Rewrite the material below as a numbered list, one line per item, and leave out any blank lines.

========================

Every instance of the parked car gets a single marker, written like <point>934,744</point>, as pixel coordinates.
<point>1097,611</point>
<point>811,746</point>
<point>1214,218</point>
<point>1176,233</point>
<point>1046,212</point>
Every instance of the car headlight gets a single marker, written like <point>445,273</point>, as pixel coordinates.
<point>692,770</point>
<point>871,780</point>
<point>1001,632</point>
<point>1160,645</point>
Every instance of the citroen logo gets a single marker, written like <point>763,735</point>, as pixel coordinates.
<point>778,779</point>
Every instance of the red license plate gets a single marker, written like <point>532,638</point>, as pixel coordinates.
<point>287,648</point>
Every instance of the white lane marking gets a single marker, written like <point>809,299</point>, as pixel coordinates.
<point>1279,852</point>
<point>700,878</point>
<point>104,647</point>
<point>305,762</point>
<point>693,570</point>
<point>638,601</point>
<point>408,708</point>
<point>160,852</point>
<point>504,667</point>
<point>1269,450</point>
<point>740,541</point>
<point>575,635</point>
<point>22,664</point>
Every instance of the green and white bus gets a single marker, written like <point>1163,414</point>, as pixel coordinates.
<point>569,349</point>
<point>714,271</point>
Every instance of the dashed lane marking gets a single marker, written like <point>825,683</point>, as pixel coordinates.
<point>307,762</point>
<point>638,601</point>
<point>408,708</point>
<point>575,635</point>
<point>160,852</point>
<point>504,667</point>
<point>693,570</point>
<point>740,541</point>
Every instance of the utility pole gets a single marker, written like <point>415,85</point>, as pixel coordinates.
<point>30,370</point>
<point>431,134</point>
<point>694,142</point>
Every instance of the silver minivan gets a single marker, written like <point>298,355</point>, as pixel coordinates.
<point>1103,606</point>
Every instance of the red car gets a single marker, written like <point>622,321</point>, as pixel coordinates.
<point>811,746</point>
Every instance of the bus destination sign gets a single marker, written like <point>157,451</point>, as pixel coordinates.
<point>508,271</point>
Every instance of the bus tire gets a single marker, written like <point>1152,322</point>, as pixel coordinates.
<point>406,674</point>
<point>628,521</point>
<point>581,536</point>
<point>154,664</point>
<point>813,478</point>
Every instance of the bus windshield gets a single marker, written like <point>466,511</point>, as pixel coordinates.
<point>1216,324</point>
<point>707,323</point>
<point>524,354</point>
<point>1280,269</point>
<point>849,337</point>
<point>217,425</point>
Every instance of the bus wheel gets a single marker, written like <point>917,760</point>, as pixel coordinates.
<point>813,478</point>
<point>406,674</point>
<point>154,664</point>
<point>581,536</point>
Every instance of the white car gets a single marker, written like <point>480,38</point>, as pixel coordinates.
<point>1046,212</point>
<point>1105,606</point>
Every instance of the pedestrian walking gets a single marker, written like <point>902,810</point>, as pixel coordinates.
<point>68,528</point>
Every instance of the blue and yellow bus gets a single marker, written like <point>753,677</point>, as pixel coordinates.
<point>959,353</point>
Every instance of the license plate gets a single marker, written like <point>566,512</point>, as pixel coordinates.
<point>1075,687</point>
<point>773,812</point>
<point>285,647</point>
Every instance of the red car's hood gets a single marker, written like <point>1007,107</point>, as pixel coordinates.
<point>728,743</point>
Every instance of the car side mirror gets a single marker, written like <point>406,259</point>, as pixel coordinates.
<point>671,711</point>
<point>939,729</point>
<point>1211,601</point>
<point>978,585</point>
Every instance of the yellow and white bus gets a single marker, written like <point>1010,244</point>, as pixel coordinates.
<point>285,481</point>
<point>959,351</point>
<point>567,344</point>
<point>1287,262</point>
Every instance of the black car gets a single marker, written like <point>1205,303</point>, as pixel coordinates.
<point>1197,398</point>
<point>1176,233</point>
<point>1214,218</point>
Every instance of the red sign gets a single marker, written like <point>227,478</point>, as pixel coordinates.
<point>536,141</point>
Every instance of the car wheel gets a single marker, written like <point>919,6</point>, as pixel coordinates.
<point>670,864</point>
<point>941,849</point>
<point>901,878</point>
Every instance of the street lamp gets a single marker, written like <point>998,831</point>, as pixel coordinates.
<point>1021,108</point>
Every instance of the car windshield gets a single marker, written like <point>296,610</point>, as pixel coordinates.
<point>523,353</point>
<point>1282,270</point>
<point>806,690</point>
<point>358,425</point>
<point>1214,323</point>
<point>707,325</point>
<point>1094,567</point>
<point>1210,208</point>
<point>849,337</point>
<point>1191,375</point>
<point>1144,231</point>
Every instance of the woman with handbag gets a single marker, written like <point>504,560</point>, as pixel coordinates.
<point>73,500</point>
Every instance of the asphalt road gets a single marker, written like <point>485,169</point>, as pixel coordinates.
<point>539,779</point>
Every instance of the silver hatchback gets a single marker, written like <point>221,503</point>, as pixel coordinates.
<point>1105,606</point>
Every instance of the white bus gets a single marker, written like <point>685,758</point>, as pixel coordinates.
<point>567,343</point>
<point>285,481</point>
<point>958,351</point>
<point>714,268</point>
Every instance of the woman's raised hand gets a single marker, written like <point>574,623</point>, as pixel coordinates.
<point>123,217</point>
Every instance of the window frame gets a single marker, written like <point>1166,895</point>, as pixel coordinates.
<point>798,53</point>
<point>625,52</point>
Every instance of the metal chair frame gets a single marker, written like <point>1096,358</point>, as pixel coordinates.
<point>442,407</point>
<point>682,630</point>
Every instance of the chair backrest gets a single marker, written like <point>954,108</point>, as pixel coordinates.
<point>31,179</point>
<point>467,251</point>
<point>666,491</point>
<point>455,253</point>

========================

**Answer to this exercise**.
1. Every instance of the parked car gets a single marker, written like <point>934,744</point>, as pixel coordinates.
2. <point>1097,611</point>
3. <point>811,746</point>
4. <point>1214,218</point>
5. <point>1176,233</point>
6. <point>1046,212</point>
7. Every instance of the car headlight gets a single marker, written like <point>445,273</point>, as pixel coordinates.
8. <point>692,770</point>
9. <point>871,780</point>
10. <point>1001,632</point>
11. <point>1160,645</point>
12. Every instance of the citroen logo gets a single marker, written like <point>763,735</point>, as pixel coordinates.
13. <point>778,779</point>
14. Every instance of the red license plate gets a single marker, written like <point>532,638</point>, as pixel coordinates.
15. <point>287,648</point>
16. Every instance of the white lane marking gets a single marker, written like <point>809,299</point>, as pixel coordinates.
17. <point>1279,852</point>
18. <point>700,878</point>
19. <point>104,647</point>
20. <point>305,762</point>
21. <point>693,570</point>
22. <point>638,601</point>
23. <point>408,708</point>
24. <point>160,852</point>
25. <point>504,667</point>
26. <point>1269,450</point>
27. <point>740,541</point>
28. <point>575,635</point>
29. <point>22,664</point>
30. Every instance of the green and white bus gets a single marker, written like <point>1163,414</point>, as pixel coordinates.
31. <point>569,349</point>
32. <point>714,271</point>
33. Every instance of the dashed lane marking gets a single marker, written like <point>825,683</point>, as pixel coordinates.
34. <point>307,762</point>
35. <point>638,601</point>
36. <point>408,708</point>
37. <point>575,635</point>
38. <point>160,852</point>
39. <point>504,667</point>
40. <point>693,570</point>
41. <point>740,541</point>
42. Every instance of the utility pole gets a single marker, written like <point>415,85</point>, as pixel coordinates.
43. <point>30,370</point>
44. <point>431,134</point>
45. <point>694,142</point>
46. Every instance of the silver minivan gets a single marker, written like <point>298,355</point>, as pixel coordinates.
47. <point>1103,606</point>
48. Every instance of the red car gets a single marker, written like <point>622,321</point>, as pixel coordinates.
49. <point>811,746</point>
50. Every instance of the bus destination sign gets a single marker, written like <point>157,451</point>, as pixel coordinates.
51. <point>508,271</point>
52. Every instance of the bus tire gets a single marker, written like <point>1152,322</point>, as pixel coordinates.
53. <point>406,674</point>
54. <point>628,521</point>
55. <point>581,536</point>
56. <point>154,664</point>
57. <point>813,478</point>
58. Every instance of the bus windshield gets a single marker, written like <point>466,511</point>, as pixel coordinates.
59. <point>1216,324</point>
60. <point>707,323</point>
61. <point>524,354</point>
62. <point>1280,269</point>
63. <point>849,337</point>
64. <point>217,425</point>
65. Every instance of the bus wheel gets a single marker, written like <point>917,760</point>, as pixel coordinates.
66. <point>813,478</point>
67. <point>406,674</point>
68. <point>154,664</point>
69. <point>581,536</point>
70. Every instance of the white car gets a single marker, written like <point>480,38</point>, as pixel coordinates.
71. <point>1046,212</point>
72. <point>1105,606</point>
73. Every instance of the pedestrian walking gets a single marker, written like <point>902,810</point>, as pixel coordinates.
74. <point>68,528</point>
75. Every instance of the blue and yellow bus gets a single marker, written like <point>753,677</point>, as pixel coordinates.
76. <point>959,353</point>
77. Every instance of the license plate gets a single marker, written like <point>566,512</point>, as pixel coordinates.
78. <point>1075,687</point>
79. <point>773,812</point>
80. <point>285,647</point>
81. Every instance of the red car's hood gets a single marker, written like <point>1007,107</point>, as pixel coordinates.
82. <point>728,743</point>
83. Every instance of the car side mirror gets a single marker, written like <point>406,259</point>, as pixel coordinates.
84. <point>671,711</point>
85. <point>939,729</point>
86. <point>1211,601</point>
87. <point>978,585</point>
88. Every instance of the yellow and white bus gets a single marker, written like <point>1010,244</point>, as pixel coordinates.
89. <point>285,481</point>
90. <point>959,351</point>
91. <point>567,344</point>
92. <point>1287,262</point>
93. Every instance of the black car gets a single marker, written like <point>1205,303</point>, as pixel coordinates.
94. <point>1197,398</point>
95. <point>1176,233</point>
96. <point>1214,218</point>
97. Every instance of the red sign gets a single marker, written like <point>227,478</point>, as pixel coordinates.
98. <point>536,141</point>
99. Every instance of the car wheel gets a single marker, written like <point>919,6</point>, as pixel coordinates.
100. <point>670,864</point>
101. <point>941,849</point>
102. <point>901,878</point>
103. Every instance of the street lamp gets a single marker, written like <point>998,831</point>, as pixel coordinates.
104. <point>1021,108</point>
105. Every instance of the car windshield gets a single marker, written like <point>296,610</point>, as pixel coordinates.
106. <point>523,353</point>
107. <point>1282,270</point>
108. <point>806,690</point>
109. <point>358,425</point>
110. <point>1214,323</point>
111. <point>707,325</point>
112. <point>1094,567</point>
113. <point>1210,208</point>
114. <point>849,337</point>
115. <point>1191,375</point>
116. <point>1144,231</point>
117. Every instance of the woman with handbag gets a single marker, written like <point>504,560</point>, as pixel coordinates.
118. <point>73,500</point>
119. Every instance of the asphalt road gets a single marker, written like <point>485,169</point>, as pixel coordinates.
120. <point>539,779</point>
121. Every instance of the silver hatchback gets a single marker, written like <point>221,503</point>, as pixel coordinates.
122. <point>1105,606</point>
123. Every instance of the white bus gets a single marker, written like <point>685,758</point>, as pixel coordinates.
124. <point>567,343</point>
125. <point>285,481</point>
126. <point>958,351</point>
127. <point>714,268</point>
128. Every instance of the woman's raised hand gets a single marker, written like <point>574,623</point>, as pixel coordinates.
129. <point>123,217</point>
130. Every instance of the window frame gets a single marker, written like <point>1166,895</point>, as pixel coordinates.
131. <point>798,53</point>
132. <point>625,52</point>
133. Every instance of the metal chair frame gets a single marker, written like <point>1096,358</point>, as pixel coordinates.
134. <point>442,407</point>
135. <point>682,630</point>
136. Every instance of the chair backrest gets a single marker, written like <point>954,108</point>, as pixel coordinates.
137. <point>31,179</point>
138. <point>467,251</point>
139. <point>666,491</point>
140. <point>455,253</point>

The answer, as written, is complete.